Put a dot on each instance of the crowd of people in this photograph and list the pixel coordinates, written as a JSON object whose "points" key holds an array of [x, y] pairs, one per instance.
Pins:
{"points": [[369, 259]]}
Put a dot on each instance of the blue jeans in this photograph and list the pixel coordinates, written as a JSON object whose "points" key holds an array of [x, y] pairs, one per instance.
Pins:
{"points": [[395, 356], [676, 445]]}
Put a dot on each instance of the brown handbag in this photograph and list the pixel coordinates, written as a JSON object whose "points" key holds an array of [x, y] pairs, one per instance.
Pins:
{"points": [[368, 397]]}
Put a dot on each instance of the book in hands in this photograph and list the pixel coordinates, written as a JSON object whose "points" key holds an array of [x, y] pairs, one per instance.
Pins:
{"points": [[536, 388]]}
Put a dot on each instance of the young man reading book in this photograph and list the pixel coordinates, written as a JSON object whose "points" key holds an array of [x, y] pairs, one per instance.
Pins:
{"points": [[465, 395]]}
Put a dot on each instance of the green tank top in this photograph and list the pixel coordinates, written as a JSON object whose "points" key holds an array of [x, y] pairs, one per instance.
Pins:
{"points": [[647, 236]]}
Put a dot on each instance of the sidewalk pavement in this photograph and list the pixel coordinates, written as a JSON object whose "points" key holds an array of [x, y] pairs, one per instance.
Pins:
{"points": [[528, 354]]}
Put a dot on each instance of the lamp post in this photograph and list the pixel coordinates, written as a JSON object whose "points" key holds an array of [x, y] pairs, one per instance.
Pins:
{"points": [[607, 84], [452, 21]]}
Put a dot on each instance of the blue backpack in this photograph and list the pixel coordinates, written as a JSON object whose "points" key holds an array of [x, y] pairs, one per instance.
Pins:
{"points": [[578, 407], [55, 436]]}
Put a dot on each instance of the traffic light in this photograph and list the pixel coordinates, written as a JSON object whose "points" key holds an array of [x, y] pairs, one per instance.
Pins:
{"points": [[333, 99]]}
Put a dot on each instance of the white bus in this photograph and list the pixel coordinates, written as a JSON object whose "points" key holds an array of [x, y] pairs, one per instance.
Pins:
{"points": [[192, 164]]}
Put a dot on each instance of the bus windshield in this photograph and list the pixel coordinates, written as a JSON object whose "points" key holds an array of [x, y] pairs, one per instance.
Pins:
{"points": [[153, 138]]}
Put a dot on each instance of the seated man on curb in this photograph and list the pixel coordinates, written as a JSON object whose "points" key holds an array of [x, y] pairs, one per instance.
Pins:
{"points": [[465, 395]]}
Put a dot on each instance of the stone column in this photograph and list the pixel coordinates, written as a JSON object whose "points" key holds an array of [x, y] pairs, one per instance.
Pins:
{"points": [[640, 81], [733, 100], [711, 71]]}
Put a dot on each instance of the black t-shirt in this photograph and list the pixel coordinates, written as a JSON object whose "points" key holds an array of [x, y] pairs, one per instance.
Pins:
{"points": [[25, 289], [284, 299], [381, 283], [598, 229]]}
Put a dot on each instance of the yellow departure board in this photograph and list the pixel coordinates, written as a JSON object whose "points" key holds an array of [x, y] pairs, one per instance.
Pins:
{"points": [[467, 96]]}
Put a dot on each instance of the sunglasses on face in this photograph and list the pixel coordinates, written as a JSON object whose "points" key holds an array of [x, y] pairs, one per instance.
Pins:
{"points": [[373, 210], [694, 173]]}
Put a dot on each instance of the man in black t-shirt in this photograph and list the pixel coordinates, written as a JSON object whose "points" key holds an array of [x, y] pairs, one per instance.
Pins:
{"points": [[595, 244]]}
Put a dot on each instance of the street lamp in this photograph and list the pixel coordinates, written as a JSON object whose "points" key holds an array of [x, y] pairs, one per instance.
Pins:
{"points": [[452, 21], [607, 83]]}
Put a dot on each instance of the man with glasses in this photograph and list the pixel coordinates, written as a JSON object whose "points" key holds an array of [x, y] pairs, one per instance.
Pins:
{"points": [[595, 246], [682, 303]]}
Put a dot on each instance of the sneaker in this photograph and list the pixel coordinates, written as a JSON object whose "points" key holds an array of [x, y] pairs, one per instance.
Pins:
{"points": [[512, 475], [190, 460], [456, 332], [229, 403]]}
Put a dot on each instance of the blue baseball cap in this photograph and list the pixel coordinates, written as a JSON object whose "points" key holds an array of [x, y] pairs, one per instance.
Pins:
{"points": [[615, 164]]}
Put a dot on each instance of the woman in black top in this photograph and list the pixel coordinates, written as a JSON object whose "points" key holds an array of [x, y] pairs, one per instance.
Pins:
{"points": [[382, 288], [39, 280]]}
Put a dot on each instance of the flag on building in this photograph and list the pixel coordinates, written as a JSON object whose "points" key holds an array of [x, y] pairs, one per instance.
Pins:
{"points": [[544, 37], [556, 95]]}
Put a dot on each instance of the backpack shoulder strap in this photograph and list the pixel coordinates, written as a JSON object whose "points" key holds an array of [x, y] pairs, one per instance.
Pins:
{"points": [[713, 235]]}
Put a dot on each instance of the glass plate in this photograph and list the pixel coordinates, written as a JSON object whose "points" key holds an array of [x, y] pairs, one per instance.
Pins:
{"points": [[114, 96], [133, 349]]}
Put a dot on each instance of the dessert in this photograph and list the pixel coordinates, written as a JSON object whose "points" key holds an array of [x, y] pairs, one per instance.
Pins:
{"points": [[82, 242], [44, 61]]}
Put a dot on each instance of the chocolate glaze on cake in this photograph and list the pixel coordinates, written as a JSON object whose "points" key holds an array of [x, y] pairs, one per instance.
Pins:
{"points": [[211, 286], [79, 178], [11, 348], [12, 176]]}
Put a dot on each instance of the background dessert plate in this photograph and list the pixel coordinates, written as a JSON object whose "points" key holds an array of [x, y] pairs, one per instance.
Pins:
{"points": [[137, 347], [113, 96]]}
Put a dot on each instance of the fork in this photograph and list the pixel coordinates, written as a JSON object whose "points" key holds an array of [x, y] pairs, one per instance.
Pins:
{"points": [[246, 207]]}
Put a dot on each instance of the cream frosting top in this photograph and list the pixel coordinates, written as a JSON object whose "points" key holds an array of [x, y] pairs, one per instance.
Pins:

OBJECTIVE:
Write out the data exactly as it stands.

OUTPUT BELOW:
Put a dot on each instance of the crowd of people in this photograph and list the pixel coordinates, written as a JSON object whose "points" key holds an array of [x, y] pairs, one per instance.
Pins:
{"points": [[369, 259]]}
Put a dot on each instance of the blue jeans in this photograph and list the pixel coordinates, written as a JSON object whose "points" key holds an array of [x, y] pairs, one per instance.
Pins:
{"points": [[395, 356], [676, 445]]}
Put a dot on each instance of the brown handbag in this photograph and list the pixel coordinates, written as a JSON object whose "points" key holds an array of [x, y] pairs, one per instance.
Pins:
{"points": [[368, 397]]}
Put a dot on each instance of the book in hands in this photograph and list the pixel coordinates, written as a JSON object whose "points" key holds an array of [x, y] pairs, one per instance.
Pins:
{"points": [[536, 388]]}
Put a dot on each instance of the young man reading book in this photograph and list the pixel coordinates, written as a JSON object whose "points" key holds an array of [x, y] pairs, one per instance.
Pins:
{"points": [[465, 395]]}
Put a dot on each instance of the green tank top in this photograph and list the pixel coordinates, written as a JSON object whose "points" key holds an array of [x, y] pairs, one per instance.
Pins:
{"points": [[647, 236]]}
Put a dot on each instance of the sidewalk pavement in this photograph and list the pixel coordinates, written as a JSON object whose "points" key holds an array of [x, y] pairs, one per instance.
Pins:
{"points": [[528, 354]]}
Put a dot on each instance of the lamp post in this photograph and list the pixel coordinates, written as a JSON object whose "points" key holds an array of [x, y] pairs, one per instance.
Pins:
{"points": [[607, 84], [452, 21]]}
Put a dot on each instance of the blue backpack in this photograph and list the pixel coordinates, written as a JSON object whose "points" key holds an array of [x, y] pairs, one per instance.
Pins:
{"points": [[578, 407], [55, 436]]}
Put a dot on each instance of the traffic light in this photograph and list the pixel coordinates, written as a JSON object whose "points" key holds an array of [x, y] pairs, one per instance.
Pins:
{"points": [[333, 99]]}
Put a dot on each instance of the white bus in this photograph and list the pixel coordinates, written as a JSON object whose "points" key holds an array of [x, y] pairs, one per instance.
Pins:
{"points": [[192, 164]]}
Put a dot on each instance of the bus windshield in this photograph and list the pixel coordinates, written as a JSON object whose "points" key holds an array of [x, y] pairs, one per instance.
Pins:
{"points": [[153, 138]]}
Put a dot on each instance of the seated man on curb in this photograph and list the pixel coordinates, written as a JSON object whose "points" key holds an array of [x, y] pairs, one per instance.
Pins:
{"points": [[465, 395]]}
Put a dot on each instance of the stone column in this photograph and list the pixel coordinates, written as a JSON object whose "points" key holds an array of [x, y] pairs, one per instance.
Pins:
{"points": [[640, 81], [733, 100], [711, 71]]}
Put a dot on each instance of the black t-shirt in this photograph and list the pixel coordinates, written as a JSON object whose "points" key holds an array of [x, y] pairs, one per instance.
Pins:
{"points": [[25, 289], [284, 299], [381, 283], [598, 229]]}
Put a dot on each instance of the yellow departure board in this photograph and list the pixel coordinates, written as a JSON object whose "points" key holds an array of [x, y] pairs, one per instance.
Pins:
{"points": [[467, 96]]}
Put a dot on each instance of the sunglasses on face in this photograph and list the pixel coordinates, written as a JSON object whose "points" key holds an array of [x, y] pairs, one per instance.
Pins:
{"points": [[373, 210], [694, 173]]}
Put a dot on each instance of the man in black t-shirt in this photograph and list the pixel coordinates, written as a JSON object whose "points" key holds an array of [x, y] pairs, one per instance.
Pins:
{"points": [[595, 244]]}
Put a dot on each instance of the street lamp in this photograph and list the pixel coordinates, written as a JSON object whose "points" key holds an array of [x, y] pairs, one per instance.
Pins:
{"points": [[452, 21], [607, 83]]}
Put a dot on each instance of the man with glasses in this photograph and list the pixel coordinates, written as a JSON object whose "points" key holds an array of [x, y] pairs, one per instance.
Pins:
{"points": [[595, 246], [682, 303]]}
Put a dot on each instance of the sneaker in this photograph and list the pixel coordinates, written as a JSON object whose "points" key holds an array of [x, y] pairs, one per instance.
Pins:
{"points": [[512, 475], [190, 460], [456, 332], [229, 403]]}
Put a dot on each instance of the blue baseball cap in this photograph and list the pixel coordinates, written as a JSON object whose "points" key holds an array of [x, y] pairs, one per instance.
Pins:
{"points": [[615, 164]]}
Put a dot on each instance of the woman in black top in this photograph and list the pixel coordinates, written as a JSON object whose "points" key holds an array of [x, y] pairs, one per instance.
Pins:
{"points": [[382, 288], [39, 280]]}
Put a dot on each instance of the flag on building in this photograph and list the pixel coordinates, written as a JSON object whose "points" key holds an array of [x, y] pairs, one per instance.
Pins:
{"points": [[544, 37], [556, 95]]}
Put a dot on each instance of the backpack shoulder strap in this photograph and list the pixel coordinates, written as a JSON object whose "points" key holds an array of [x, y] pairs, one per instance.
Pins:
{"points": [[713, 235]]}
Put a dot on each instance of the glass plate in this photograph and list the pixel coordinates, written as a JSON object whose "points" key holds an array of [x, y] pairs, one per instance.
Pins:
{"points": [[114, 96], [133, 349]]}
Put a dot on each instance of the dessert in this photograph and list the pixel coordinates, written as a JSON object whose "points" key holds an array of [x, y] pairs, one per instance.
Pins:
{"points": [[82, 242], [44, 61]]}
Put a dot on each instance of the chocolate glaze on cake in this photograph and list the pixel coordinates, written as a JSON object whose "points" key holds an array of [x, y] pairs, one per instance.
Pins:
{"points": [[211, 286], [79, 178], [11, 348], [12, 176]]}
Put a dot on each instance of the background dessert plate in this photograph and list the pixel coordinates, written as a JSON object whose "points" key holds an array of [x, y] pairs, one per instance.
Pins:
{"points": [[137, 347], [113, 96]]}
Put a dot on each instance of the fork in this photograph and list the pixel coordinates, written as a JSON object whose "points" key holds an array of [x, y] pairs, one per instance.
Pins:
{"points": [[246, 207]]}
Put a dot on each instance of the cream frosting top in this photograph and list the pixel coordinates, written as a JSON object whose "points" key holds an array of [x, y] pairs, one per instance.
Pins:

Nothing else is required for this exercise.